◆ Given exercise ◆
Tally how many of the lines below contain the string "glove", treating uppercase and lowercase letters as different, and reply with that number alone.
◆ ◆ ◆ ◆
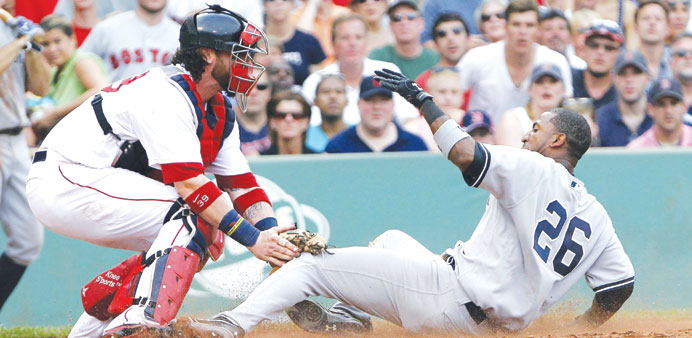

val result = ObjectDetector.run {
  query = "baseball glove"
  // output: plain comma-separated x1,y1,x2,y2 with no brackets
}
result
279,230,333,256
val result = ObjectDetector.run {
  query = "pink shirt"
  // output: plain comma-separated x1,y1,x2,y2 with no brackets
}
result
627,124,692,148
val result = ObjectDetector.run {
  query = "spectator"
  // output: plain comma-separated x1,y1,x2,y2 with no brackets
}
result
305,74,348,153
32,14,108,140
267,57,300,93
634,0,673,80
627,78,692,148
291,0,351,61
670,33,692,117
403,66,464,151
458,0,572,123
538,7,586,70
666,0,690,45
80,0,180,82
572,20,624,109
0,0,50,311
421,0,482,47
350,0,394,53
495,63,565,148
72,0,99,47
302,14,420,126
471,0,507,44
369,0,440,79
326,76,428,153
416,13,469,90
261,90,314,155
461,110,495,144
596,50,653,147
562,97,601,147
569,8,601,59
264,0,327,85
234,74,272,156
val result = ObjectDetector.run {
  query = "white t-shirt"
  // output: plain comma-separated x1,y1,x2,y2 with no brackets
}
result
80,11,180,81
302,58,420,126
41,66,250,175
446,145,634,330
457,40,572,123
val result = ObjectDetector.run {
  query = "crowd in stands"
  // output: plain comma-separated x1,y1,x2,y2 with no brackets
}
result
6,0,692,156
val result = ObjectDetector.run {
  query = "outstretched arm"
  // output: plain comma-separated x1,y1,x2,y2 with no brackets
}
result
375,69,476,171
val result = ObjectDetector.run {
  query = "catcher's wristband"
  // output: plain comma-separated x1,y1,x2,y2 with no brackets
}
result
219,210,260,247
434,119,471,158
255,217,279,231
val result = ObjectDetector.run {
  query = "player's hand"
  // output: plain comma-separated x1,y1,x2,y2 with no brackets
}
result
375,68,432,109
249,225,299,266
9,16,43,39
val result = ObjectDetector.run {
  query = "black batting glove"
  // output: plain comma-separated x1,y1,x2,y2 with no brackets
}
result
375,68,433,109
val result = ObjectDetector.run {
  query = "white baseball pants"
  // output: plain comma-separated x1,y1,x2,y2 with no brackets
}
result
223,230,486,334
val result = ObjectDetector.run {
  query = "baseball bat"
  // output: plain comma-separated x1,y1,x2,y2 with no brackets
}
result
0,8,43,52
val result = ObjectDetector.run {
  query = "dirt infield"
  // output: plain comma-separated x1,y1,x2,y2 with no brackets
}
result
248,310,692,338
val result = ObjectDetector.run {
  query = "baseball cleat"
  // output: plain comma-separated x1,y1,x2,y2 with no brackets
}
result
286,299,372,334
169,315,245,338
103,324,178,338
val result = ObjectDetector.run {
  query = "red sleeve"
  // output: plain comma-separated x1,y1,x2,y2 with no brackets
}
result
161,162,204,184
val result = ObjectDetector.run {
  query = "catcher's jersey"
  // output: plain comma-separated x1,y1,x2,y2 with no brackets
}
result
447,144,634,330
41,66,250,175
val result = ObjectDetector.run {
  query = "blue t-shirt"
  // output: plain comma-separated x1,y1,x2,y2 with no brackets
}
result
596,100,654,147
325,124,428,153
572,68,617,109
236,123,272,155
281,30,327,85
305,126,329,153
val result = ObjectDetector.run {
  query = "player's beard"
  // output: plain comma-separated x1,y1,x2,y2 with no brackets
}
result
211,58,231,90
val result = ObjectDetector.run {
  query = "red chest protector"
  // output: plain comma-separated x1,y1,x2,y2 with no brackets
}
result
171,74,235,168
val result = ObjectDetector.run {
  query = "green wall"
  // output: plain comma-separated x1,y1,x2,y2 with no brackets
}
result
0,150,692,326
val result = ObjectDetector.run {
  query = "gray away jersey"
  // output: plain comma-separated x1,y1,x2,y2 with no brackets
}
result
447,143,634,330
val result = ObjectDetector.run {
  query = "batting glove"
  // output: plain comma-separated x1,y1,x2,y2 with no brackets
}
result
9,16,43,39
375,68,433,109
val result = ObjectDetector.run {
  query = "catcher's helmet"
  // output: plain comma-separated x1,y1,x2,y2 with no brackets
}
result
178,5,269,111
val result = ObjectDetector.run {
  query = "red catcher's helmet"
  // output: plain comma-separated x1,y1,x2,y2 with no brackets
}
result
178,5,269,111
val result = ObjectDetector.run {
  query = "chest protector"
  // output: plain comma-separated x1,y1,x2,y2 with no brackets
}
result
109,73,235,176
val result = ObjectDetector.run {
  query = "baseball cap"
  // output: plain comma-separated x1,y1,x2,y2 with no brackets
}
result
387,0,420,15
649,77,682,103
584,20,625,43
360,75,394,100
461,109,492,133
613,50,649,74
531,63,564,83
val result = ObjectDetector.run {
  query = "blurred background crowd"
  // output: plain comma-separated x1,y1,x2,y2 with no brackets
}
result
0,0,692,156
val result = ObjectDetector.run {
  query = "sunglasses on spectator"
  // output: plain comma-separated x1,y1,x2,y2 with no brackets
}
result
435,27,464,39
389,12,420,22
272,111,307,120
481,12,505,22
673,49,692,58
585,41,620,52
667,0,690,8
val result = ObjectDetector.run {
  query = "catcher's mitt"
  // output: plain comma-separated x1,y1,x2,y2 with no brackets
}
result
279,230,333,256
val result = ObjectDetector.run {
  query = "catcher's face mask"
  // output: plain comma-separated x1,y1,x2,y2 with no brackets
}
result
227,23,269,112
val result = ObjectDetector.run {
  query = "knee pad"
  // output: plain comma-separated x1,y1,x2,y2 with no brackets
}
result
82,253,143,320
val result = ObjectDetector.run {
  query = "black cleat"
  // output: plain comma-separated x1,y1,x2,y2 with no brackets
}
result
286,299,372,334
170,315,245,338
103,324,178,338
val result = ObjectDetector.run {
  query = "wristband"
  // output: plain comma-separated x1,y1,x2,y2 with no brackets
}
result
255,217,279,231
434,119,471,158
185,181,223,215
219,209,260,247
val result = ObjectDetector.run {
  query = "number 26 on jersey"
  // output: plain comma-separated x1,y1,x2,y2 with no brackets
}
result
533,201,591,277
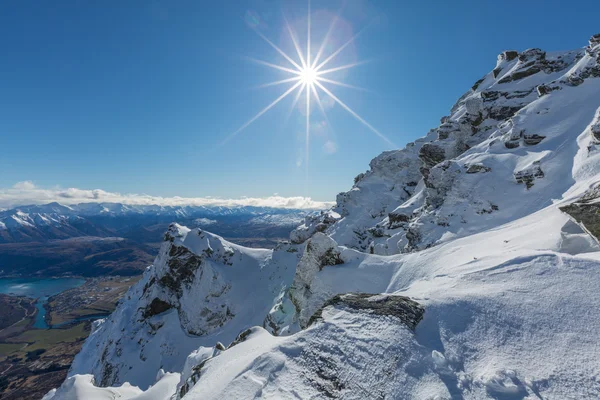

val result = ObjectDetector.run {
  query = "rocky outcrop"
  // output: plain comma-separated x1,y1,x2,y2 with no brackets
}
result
◆ ◆ ◆ ◆
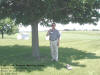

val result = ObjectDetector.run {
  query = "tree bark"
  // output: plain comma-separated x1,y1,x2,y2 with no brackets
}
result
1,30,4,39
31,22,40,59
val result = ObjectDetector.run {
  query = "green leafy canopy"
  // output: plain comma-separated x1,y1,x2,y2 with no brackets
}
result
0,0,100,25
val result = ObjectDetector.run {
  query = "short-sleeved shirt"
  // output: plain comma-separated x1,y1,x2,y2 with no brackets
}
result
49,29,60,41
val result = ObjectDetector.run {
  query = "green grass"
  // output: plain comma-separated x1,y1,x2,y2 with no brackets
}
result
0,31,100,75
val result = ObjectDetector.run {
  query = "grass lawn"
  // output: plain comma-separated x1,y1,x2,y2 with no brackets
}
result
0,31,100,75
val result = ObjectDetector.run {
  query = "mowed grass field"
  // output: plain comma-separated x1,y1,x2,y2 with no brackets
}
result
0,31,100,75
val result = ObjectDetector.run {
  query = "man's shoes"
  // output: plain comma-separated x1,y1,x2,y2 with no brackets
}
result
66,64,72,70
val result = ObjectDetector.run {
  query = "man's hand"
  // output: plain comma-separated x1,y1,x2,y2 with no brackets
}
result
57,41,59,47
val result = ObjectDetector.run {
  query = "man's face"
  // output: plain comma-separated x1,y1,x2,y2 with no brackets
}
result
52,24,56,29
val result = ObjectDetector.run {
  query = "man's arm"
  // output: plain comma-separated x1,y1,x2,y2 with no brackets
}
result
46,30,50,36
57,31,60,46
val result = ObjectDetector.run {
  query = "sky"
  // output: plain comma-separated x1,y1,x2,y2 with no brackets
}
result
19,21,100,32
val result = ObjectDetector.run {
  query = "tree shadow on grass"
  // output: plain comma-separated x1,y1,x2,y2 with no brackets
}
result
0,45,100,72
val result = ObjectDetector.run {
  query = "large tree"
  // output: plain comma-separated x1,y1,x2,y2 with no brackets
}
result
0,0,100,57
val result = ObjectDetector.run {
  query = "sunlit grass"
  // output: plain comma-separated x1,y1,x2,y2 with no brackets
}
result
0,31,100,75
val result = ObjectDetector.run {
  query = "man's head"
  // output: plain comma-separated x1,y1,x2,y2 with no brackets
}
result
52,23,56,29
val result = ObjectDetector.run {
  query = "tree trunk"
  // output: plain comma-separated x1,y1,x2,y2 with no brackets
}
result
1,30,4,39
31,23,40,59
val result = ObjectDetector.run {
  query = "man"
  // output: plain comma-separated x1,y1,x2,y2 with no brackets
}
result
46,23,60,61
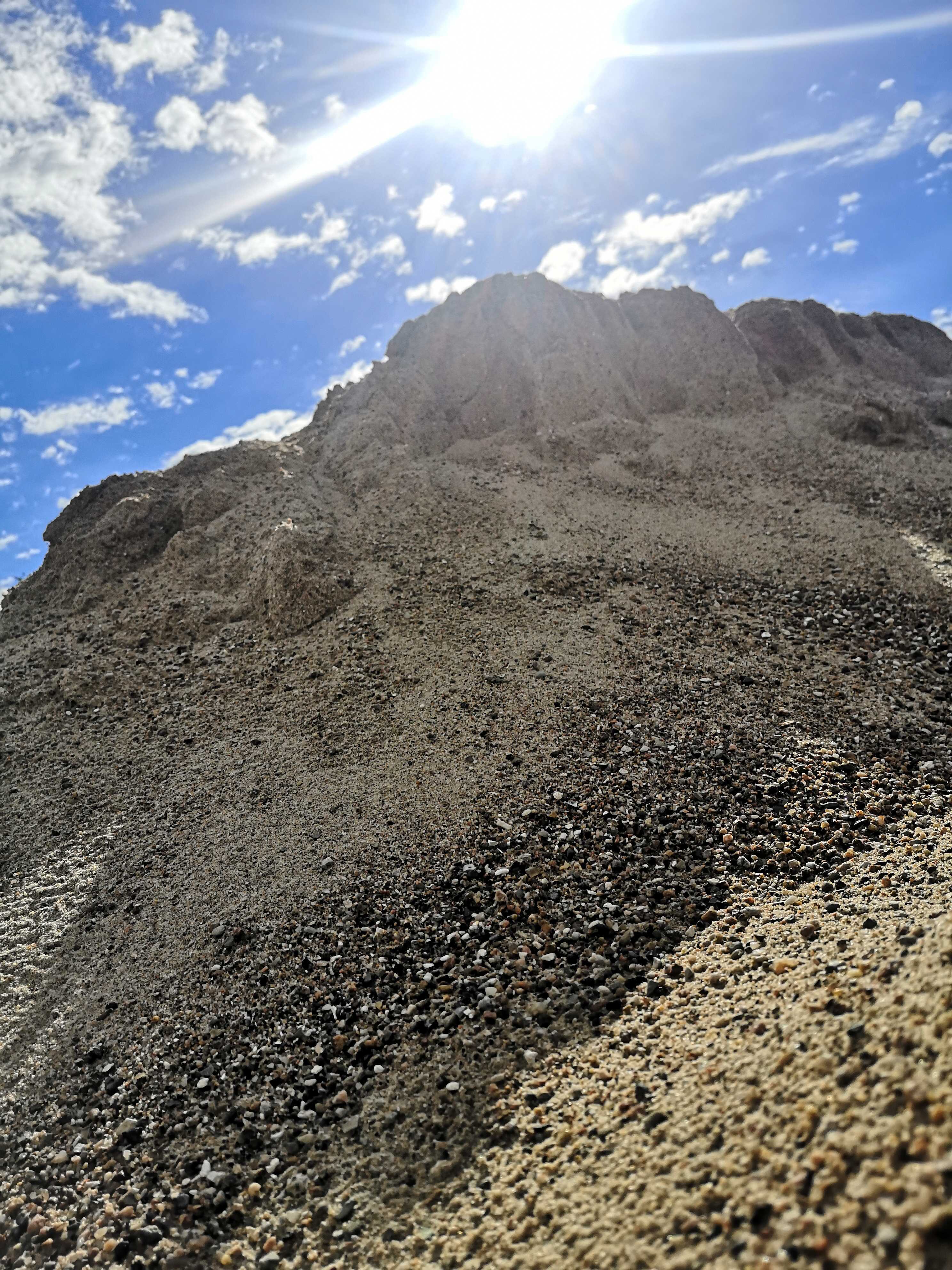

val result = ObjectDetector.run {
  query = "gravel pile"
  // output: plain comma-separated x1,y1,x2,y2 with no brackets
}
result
◆ ◆ ◆ ◆
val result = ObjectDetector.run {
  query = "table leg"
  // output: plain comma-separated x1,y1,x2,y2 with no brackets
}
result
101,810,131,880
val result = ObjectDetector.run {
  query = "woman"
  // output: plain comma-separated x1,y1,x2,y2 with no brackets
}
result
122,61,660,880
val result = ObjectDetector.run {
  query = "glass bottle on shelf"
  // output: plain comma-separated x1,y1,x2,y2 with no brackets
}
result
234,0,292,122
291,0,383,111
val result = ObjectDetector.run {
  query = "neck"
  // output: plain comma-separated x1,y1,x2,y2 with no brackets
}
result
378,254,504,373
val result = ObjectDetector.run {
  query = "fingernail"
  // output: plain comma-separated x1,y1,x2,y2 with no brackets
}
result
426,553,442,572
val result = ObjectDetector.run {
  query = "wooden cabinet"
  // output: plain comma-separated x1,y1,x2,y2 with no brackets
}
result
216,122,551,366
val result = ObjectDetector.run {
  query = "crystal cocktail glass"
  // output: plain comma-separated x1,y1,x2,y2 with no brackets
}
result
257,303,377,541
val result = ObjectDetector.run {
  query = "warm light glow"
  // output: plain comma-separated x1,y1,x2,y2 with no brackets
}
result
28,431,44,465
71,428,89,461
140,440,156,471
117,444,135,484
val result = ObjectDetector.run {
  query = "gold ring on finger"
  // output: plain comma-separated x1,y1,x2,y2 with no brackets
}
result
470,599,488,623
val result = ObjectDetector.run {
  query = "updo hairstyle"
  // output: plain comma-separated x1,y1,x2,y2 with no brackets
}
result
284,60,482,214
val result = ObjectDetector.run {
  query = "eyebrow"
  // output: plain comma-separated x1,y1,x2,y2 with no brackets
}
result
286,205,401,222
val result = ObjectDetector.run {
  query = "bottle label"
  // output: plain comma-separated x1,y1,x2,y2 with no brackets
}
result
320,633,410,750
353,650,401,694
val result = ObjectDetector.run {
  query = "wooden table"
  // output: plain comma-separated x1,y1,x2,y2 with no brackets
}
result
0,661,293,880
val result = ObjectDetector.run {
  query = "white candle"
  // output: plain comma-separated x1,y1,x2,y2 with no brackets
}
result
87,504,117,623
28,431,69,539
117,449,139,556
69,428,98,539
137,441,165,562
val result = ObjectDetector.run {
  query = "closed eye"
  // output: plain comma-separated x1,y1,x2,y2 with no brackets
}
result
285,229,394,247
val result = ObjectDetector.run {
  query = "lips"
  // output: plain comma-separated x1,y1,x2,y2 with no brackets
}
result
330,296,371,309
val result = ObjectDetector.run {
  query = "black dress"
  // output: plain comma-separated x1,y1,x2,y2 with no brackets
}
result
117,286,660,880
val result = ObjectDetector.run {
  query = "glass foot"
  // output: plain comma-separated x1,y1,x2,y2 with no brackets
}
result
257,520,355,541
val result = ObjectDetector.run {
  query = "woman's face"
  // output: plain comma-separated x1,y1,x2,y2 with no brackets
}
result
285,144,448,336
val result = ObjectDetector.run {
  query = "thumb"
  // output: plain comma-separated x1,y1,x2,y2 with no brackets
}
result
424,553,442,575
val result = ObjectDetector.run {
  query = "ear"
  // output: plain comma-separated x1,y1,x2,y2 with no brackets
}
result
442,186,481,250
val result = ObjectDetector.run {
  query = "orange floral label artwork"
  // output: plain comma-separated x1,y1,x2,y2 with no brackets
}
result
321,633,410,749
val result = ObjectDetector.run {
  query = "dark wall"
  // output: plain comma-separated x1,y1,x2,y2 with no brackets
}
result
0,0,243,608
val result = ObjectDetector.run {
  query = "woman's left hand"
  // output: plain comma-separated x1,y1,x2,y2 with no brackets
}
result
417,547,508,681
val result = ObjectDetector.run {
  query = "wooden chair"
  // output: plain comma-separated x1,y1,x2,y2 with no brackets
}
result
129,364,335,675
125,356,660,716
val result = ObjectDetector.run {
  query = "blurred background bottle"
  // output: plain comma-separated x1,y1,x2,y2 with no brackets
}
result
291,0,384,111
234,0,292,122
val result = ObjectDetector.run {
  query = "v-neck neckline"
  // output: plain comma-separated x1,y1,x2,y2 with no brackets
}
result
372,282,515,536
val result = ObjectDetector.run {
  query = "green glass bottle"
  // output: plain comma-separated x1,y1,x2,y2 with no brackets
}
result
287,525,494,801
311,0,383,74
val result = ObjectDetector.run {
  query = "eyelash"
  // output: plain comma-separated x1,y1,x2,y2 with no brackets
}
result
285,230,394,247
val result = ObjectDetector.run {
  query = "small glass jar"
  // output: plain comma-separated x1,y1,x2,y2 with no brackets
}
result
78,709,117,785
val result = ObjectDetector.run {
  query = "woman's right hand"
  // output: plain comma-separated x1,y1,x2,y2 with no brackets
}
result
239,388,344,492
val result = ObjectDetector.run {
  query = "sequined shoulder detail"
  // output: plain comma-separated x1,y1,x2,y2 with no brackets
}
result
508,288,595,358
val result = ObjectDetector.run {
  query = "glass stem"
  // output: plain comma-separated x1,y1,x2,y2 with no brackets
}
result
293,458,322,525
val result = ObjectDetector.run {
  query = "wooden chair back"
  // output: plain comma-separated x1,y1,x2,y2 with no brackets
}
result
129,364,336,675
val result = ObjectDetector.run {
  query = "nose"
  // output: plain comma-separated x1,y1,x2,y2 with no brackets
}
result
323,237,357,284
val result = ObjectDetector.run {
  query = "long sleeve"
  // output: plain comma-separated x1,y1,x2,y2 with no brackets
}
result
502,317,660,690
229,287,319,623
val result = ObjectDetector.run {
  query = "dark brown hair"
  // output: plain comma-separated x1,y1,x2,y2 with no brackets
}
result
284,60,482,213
◆ ◆ ◆ ◆
◆ Complete answer ◆
3